■ Text excerpt
Bridge River Archaeological Project
Dr. Anna Marie Prentiss
University of Montana
The Bridge River Archaeological Project is an interdisciplinary collaborative effort involving contributions from First Nations members, archaeologists, zooarchaeologists, paleoethnobotanists, geoarchaeologists, and other scientists including experts in ancient DNA and isotopic analysis of animal bones. Our current goal is to develop a comprehensive perspective on life in Housepit 54 across its many centuries of occupation. In accomplishing this we gain a better understanding Middle Fraser Canyon First Nations history and we address critical anthropological questions regarding the origins of village life, population growth and decline, social organization, technology, and Colonial encounters and relationships.
Excavations of Housepit 54 were initiated in the summer of 2012 focusing on the final floor and roof dated to the late Fur Trade period (1850s). We were pleased have a large crew made up of UM graduate students, field school members, and many members of the Bridge River Band!
Results of these investigations identified nearly 10,000 stone artifacts, approximately 8000 animal bones, 52 items classified as trade goods of European manufacture, and several house floor features. Study of these items has generated a range of conclusions that will be detailed in a forthcoming book. The Fur Trade floor was organized in activity areas surrounding a large central hearth. Household activities included food preparation and cooking, stone and bone tool manufacture, hide working and clothing manufacture, and undoubtedly a wide range of social activities.

■ Source data
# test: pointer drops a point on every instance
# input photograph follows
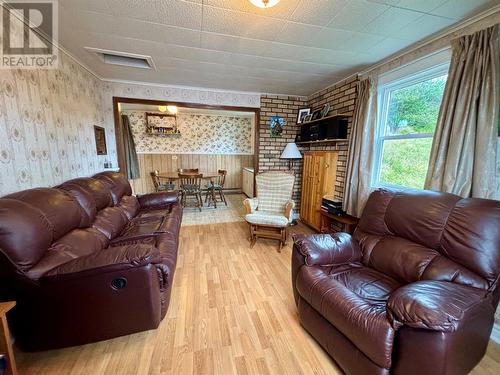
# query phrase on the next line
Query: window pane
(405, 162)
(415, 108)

...

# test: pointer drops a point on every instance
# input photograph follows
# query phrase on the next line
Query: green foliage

■ Activity 1
According to the Bridge River Archaeological Project text, what is gained by developing a comprehensive perspective on life in Housepit 54? Answer in one to three sentences.
■ Activity 2
Extend the Bridge River Archaeological Project text, starting after its sentence on household activities.
The lines are separate material, unconnected to the Bridge River Archaeological Project text.

■ Exercise output 1
It gives a better understanding of Middle Fraser Canyon First Nations history. It also addresses critical anthropological questions about the origins of village life, population growth and decline, social organization, technology, and Colonial encounters and relationships.

■ Exercise output 2
The presence of large numbers of fragmentary mammal bones, about 250 stone hide scrapers, and over 100 arrow points suggests that hunting and hide processing may have been a particularly important activity during this time. One major payoff of hide processing could have been trade for certain European items including glass beads from as far away as Venice, Italy. Clearly the Housepit 54 people we economically active and socially engaged during the 1850s!
The excavations were conducted by a somewhat smaller crew in 2013 that once again included many students from The University of Montana and several enthusiastic members of the Bridge River Band. We were joined for three exciting days by the archaeological field school from Hamilton College (Clinton, New York), directed by Dr. Nathan Goodale.
Excavations in the 2013 field season opened the more ancient floors at Housepit 54. While laboratory research is currently underway, it is not too early to state that thousands of stone artifacts and animal bones were recovered from six floors dated 1100-1300 years ago. The floors are remarkably well preserved as thin layers of clay containing intact cooking and storage features and extensive distributions of cultural materials. On-going research seeks to reconstruct the stability and change in plant foraging, hunting, and fishing; social organization as reflected in spatial arrangement of activities on the floors; population growth and decline; variation in trade relations; and the underlying causes of social and economic change.
Excavations of Housepit 54 in 2014 provided exciting new insight into the history of this ancient household. This year, our team included eleven undergraduate and graduate students from The University of Montana, one recent graduate of the University of Washington, and two members of Xwisten, the Bridge River Band (Josh Jack and Kat Street). Once again we were pleased to work with Xwisten Experience Tours in educating a range of publics about the archaeology of the Bridge River site and the ancient history of the Middle Fraser Canyon.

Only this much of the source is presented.